Description of the task:
Copy out all of the entries below, substituting "place a point" for every occurrence of "drop a point" and keeping everything else unchanged.
>> start Working data
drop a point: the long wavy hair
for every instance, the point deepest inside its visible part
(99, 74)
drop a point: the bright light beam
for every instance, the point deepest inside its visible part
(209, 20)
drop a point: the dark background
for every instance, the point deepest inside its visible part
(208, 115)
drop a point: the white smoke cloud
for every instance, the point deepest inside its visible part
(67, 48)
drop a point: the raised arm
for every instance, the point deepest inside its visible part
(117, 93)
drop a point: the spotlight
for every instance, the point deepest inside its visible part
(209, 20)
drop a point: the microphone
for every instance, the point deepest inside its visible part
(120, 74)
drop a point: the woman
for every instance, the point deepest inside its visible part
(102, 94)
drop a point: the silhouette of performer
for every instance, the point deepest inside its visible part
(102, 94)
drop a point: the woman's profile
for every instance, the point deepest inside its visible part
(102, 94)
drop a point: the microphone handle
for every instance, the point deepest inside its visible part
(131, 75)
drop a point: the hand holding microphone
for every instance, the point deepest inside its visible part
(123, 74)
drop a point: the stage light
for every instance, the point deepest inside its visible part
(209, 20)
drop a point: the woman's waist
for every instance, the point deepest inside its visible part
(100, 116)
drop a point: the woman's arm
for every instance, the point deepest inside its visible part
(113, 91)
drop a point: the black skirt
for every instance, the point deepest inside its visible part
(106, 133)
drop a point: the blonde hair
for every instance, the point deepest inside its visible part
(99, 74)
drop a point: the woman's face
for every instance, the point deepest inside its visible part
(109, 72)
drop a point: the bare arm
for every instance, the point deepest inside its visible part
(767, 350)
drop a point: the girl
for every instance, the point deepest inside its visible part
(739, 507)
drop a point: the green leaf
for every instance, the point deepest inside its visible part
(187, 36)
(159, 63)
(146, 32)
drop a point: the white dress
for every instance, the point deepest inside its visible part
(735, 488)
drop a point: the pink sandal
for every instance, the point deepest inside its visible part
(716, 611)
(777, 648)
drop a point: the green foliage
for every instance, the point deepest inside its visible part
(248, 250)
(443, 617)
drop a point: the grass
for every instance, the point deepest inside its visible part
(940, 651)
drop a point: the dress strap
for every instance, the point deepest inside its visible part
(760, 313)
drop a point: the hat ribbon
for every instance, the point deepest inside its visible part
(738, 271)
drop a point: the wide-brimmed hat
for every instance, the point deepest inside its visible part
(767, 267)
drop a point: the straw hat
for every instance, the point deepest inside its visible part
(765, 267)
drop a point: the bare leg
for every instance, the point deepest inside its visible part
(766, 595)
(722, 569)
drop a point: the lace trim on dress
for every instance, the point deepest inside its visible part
>> end Working data
The completed task:
place a point: the long wavy hair
for every instance, the point deepest inside its visible part
(99, 74)
place a point: the bright light beam
for every instance, the point deepest inside its visible part
(209, 20)
place a point: the dark background
for every instance, the point deepest inside its visible part
(208, 115)
place a point: the white smoke cloud
for every instance, the point deepest inside its visible part
(67, 48)
place a point: the raised arm
for every instance, the point deepest inside its visible part
(117, 93)
place a point: the spotlight
for every instance, the point deepest inside its visible part
(209, 20)
place a point: the microphone
for every instance, the point deepest inside its visible part
(120, 74)
place a point: the woman
for every instance, the point deepest inside its visible part
(102, 94)
place a point: the silhouette of performer
for every instance, the point deepest inside its visible part
(102, 94)
place a point: the woman's profile
for every instance, the point deepest inside its visible part
(102, 94)
place a point: the microphone handle
for every instance, the point deepest inside its visible part
(131, 75)
place a point: the hand holding microphone
for every instance, the point deepest inside its visible part
(123, 74)
place a point: the stage light
for every instance, the point deepest inside its visible part
(209, 20)
place a point: the woman's waist
for every instance, the point deepest inside its visible part
(100, 116)
place a point: the woman's arm
for every instance, the point deepest inside its visible part
(113, 91)
place a point: the black skirt
for every instance, the point deepest inside its visible part
(106, 133)
place a point: the blonde hair
for every instance, the point deepest inside its visible part
(99, 74)
place a point: the woman's face
for every instance, the point deepest inside its visible part
(109, 72)
place a point: the bare arm
for every instance, the point deepest inside its visible part
(767, 350)
place a point: the girl
for every instance, the point deepest inside its visible part
(739, 507)
place a point: the green leaf
for every instance, the point deepest inside its visible part
(187, 36)
(159, 63)
(146, 32)
place a point: the white dress
for every instance, the point deepest inside its visible part
(735, 488)
place a point: the pink sandal
for every instance, the point deepest inside its visible part
(716, 611)
(777, 648)
place a point: the green foliage
for every instance, the point deepest inside its visible part
(248, 250)
(443, 617)
place a point: the grass
for every instance, the point deepest inside its visible part
(940, 651)
place a point: the dress strap
for every instance, the point deepest inside its visible part
(760, 313)
place a point: the hat ribbon
for every instance, the point deepest inside its visible part
(738, 271)
place a point: the wide-brimmed hat
for every instance, the point deepest inside its visible part
(767, 267)
place a point: the straw hat
for every instance, the point deepest inside its visible part
(765, 267)
place a point: the bare leg
for every instance, the point deepest inside its visible part
(766, 595)
(722, 569)
place a point: the lace trim on dress
for every instance, the point deepest inside its visible part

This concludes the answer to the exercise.